WHAT TO WORK ON: Rewrite the entries that begin at the line containing "Target: black jacket" and end after the line containing "216 533 L 231", replacing "black tripod leg" with "dark tripod leg" and leaving everything else unchanged.

DATASET RECORDS:
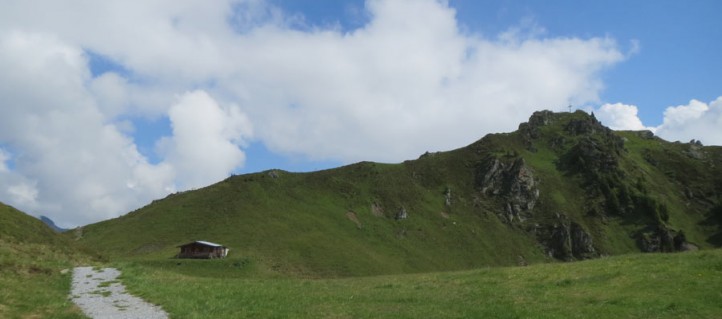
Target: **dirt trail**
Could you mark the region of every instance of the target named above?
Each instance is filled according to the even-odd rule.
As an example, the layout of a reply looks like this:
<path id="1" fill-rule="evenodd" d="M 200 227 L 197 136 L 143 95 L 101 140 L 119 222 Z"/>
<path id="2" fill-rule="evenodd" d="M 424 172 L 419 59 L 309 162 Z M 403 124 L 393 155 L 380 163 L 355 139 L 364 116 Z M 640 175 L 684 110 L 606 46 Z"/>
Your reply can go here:
<path id="1" fill-rule="evenodd" d="M 145 302 L 125 291 L 115 268 L 76 267 L 70 298 L 90 318 L 166 319 L 159 306 Z"/>

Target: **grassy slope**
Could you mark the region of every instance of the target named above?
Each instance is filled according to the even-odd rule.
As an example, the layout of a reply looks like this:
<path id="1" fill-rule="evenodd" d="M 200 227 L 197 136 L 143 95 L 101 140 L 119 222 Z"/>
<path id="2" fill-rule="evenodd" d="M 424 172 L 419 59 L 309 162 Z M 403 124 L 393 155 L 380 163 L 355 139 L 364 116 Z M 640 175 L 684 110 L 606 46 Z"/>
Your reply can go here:
<path id="1" fill-rule="evenodd" d="M 541 128 L 534 152 L 519 133 L 494 134 L 400 164 L 362 162 L 305 174 L 233 176 L 88 225 L 82 242 L 115 257 L 166 259 L 176 253 L 176 245 L 208 240 L 229 246 L 235 262 L 251 260 L 268 272 L 362 276 L 513 265 L 520 256 L 532 263 L 549 261 L 532 225 L 553 225 L 560 213 L 582 225 L 602 254 L 639 251 L 635 236 L 658 221 L 643 213 L 589 213 L 590 205 L 604 211 L 603 200 L 589 195 L 583 176 L 560 168 L 560 159 L 584 138 L 565 132 L 565 124 L 589 117 L 582 112 L 555 116 L 554 123 Z M 706 159 L 697 160 L 683 155 L 687 144 L 616 134 L 626 139 L 619 156 L 624 178 L 612 191 L 623 187 L 666 203 L 669 228 L 683 229 L 701 248 L 719 246 L 713 240 L 719 223 L 710 219 L 710 211 L 722 194 L 715 188 L 722 175 L 722 149 L 707 147 Z M 555 144 L 559 137 L 565 142 Z M 539 202 L 524 224 L 501 222 L 502 203 L 480 194 L 474 184 L 475 171 L 490 155 L 523 157 L 539 180 Z M 690 187 L 705 193 L 698 196 L 704 199 L 685 197 Z M 448 189 L 450 207 L 444 205 Z M 394 220 L 401 208 L 409 218 Z"/>
<path id="2" fill-rule="evenodd" d="M 0 203 L 0 318 L 84 318 L 68 300 L 76 262 L 89 258 L 40 220 Z"/>
<path id="3" fill-rule="evenodd" d="M 226 260 L 119 266 L 174 318 L 722 316 L 722 250 L 344 279 L 265 278 Z"/>

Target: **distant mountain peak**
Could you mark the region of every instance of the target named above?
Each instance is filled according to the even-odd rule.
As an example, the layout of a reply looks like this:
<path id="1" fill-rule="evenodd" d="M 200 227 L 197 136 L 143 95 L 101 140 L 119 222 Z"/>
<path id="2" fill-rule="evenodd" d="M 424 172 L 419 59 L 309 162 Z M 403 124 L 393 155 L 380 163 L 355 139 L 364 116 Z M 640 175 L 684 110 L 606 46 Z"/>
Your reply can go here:
<path id="1" fill-rule="evenodd" d="M 56 231 L 58 233 L 62 233 L 67 230 L 65 228 L 58 227 L 58 225 L 55 225 L 55 222 L 47 216 L 40 216 L 39 219 L 43 223 L 45 223 L 45 225 L 48 225 L 48 227 L 52 228 L 54 231 Z"/>

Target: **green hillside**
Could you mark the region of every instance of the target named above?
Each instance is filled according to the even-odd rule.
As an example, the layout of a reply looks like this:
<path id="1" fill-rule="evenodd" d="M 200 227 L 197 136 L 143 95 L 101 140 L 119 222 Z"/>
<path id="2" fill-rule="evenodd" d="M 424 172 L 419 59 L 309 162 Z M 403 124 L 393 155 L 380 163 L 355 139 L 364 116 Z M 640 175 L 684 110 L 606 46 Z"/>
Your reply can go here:
<path id="1" fill-rule="evenodd" d="M 230 263 L 311 277 L 705 249 L 722 245 L 720 173 L 720 147 L 544 111 L 399 164 L 232 176 L 67 236 L 134 259 L 207 240 Z"/>
<path id="2" fill-rule="evenodd" d="M 39 219 L 0 203 L 0 318 L 84 318 L 67 297 L 72 267 L 91 259 Z"/>

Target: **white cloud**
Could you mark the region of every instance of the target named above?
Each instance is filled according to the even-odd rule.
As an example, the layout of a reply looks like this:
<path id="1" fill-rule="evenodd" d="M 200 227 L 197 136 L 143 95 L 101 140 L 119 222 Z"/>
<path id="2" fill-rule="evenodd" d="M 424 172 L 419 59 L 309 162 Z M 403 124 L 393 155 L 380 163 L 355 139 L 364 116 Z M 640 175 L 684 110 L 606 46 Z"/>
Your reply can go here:
<path id="1" fill-rule="evenodd" d="M 691 100 L 687 105 L 668 107 L 655 133 L 671 141 L 700 140 L 722 145 L 722 96 L 709 104 Z"/>
<path id="2" fill-rule="evenodd" d="M 649 130 L 637 116 L 637 107 L 622 103 L 604 104 L 595 111 L 597 119 L 613 130 Z"/>
<path id="3" fill-rule="evenodd" d="M 705 144 L 722 145 L 722 96 L 704 103 L 691 100 L 687 105 L 670 106 L 662 124 L 647 127 L 637 116 L 637 107 L 622 103 L 604 104 L 593 110 L 602 124 L 615 130 L 651 130 L 668 141 L 692 139 Z"/>
<path id="4" fill-rule="evenodd" d="M 37 190 L 21 209 L 84 224 L 222 179 L 250 138 L 344 162 L 463 146 L 535 110 L 597 101 L 598 73 L 625 58 L 610 38 L 465 34 L 442 1 L 367 9 L 343 32 L 294 29 L 302 19 L 263 1 L 11 0 L 0 143 L 17 154 L 2 174 Z M 84 50 L 127 74 L 93 77 Z M 133 116 L 170 119 L 159 164 L 128 135 Z M 0 200 L 13 201 L 4 180 Z"/>
<path id="5" fill-rule="evenodd" d="M 222 109 L 204 91 L 182 95 L 169 111 L 173 137 L 161 142 L 165 162 L 183 189 L 205 186 L 243 164 L 239 145 L 250 137 L 248 119 L 235 106 Z"/>
<path id="6" fill-rule="evenodd" d="M 0 173 L 8 172 L 7 162 L 10 160 L 10 153 L 0 148 Z"/>

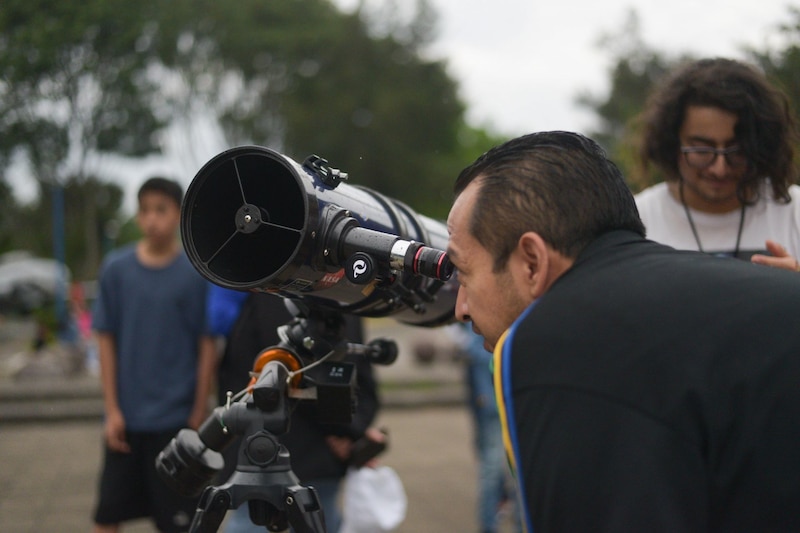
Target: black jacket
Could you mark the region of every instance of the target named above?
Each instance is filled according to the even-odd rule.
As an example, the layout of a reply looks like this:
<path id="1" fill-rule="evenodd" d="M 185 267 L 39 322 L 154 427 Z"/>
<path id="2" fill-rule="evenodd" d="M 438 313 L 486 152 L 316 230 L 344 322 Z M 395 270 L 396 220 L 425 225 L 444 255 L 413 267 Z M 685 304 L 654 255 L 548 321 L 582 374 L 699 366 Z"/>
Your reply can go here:
<path id="1" fill-rule="evenodd" d="M 537 533 L 800 531 L 800 274 L 607 234 L 502 353 Z"/>

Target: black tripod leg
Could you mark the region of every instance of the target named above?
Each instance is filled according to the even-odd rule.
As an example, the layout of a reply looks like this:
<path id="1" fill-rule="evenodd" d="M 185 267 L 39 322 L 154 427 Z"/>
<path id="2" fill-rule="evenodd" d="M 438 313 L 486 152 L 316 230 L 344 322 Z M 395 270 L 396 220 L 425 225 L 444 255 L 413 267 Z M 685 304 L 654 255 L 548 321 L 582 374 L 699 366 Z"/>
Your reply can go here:
<path id="1" fill-rule="evenodd" d="M 326 533 L 325 516 L 311 487 L 286 488 L 286 515 L 295 533 Z"/>
<path id="2" fill-rule="evenodd" d="M 216 533 L 231 504 L 231 495 L 218 487 L 207 487 L 200 496 L 189 526 L 190 533 Z"/>

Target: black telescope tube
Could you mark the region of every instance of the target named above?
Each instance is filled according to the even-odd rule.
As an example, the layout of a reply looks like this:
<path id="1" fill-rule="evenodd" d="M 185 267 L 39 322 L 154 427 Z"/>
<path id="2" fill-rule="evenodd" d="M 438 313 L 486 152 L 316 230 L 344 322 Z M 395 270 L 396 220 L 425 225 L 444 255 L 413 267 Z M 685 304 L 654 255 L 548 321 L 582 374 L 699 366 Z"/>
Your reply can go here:
<path id="1" fill-rule="evenodd" d="M 357 252 L 369 254 L 395 273 L 405 272 L 439 281 L 447 281 L 453 274 L 453 265 L 445 252 L 369 228 L 348 228 L 341 239 L 340 250 L 340 257 Z"/>

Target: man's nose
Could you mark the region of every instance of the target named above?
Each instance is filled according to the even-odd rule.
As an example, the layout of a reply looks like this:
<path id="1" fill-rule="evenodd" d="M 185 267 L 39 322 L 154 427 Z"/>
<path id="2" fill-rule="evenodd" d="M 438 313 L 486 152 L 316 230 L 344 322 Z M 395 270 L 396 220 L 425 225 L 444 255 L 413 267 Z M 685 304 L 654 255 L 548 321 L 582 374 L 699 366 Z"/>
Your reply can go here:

RESPONSE TO THE TASK:
Target: black jacket
Could you mark the region of every instance of the target named above?
Each instance is filled according to the even-odd rule.
As an example, the layout of a reply looks like this:
<path id="1" fill-rule="evenodd" d="M 185 267 L 39 322 L 154 427 Z"/>
<path id="2" fill-rule="evenodd" d="M 438 313 L 486 152 L 316 230 L 344 322 Z M 395 270 L 396 220 L 425 225 L 444 255 L 413 267 Z M 685 304 L 654 255 L 548 321 L 582 374 L 699 366 Z"/>
Your reply can go here:
<path id="1" fill-rule="evenodd" d="M 537 533 L 800 531 L 800 274 L 607 234 L 502 353 Z"/>

Target: dark tripod leg
Could you mark the region of every instance of the target named above?
Each instance is filled according to the even-odd rule.
As an example, the layout of a reply looks like this:
<path id="1" fill-rule="evenodd" d="M 185 267 L 39 322 L 154 427 Z"/>
<path id="2" fill-rule="evenodd" d="M 438 313 L 486 152 L 316 230 L 344 322 Z M 395 270 L 396 220 L 425 225 L 444 255 L 413 267 Z M 685 304 L 654 255 L 548 321 L 582 374 L 699 366 Z"/>
Your reply can go here:
<path id="1" fill-rule="evenodd" d="M 326 533 L 325 516 L 311 487 L 286 488 L 286 515 L 295 533 Z"/>
<path id="2" fill-rule="evenodd" d="M 216 533 L 231 504 L 231 495 L 218 487 L 207 487 L 200 496 L 189 526 L 190 533 Z"/>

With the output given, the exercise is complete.